Try it
Pull every line with "handle" from the data below and copy it.

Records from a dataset
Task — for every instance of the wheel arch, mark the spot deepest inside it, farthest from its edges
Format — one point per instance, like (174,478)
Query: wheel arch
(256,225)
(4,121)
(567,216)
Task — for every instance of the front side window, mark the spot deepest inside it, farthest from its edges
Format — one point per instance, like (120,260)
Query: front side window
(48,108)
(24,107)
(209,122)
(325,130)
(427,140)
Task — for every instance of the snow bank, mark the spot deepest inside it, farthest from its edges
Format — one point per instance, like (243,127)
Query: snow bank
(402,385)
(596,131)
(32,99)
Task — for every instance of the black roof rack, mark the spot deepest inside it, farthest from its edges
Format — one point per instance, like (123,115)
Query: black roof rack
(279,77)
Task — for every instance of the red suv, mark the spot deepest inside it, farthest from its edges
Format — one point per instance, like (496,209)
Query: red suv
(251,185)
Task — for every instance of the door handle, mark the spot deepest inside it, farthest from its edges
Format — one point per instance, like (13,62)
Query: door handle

Exercise answer
Task — for every instance of the door handle, mark the spot deepest inside it, farthest from its edges
Query: door handle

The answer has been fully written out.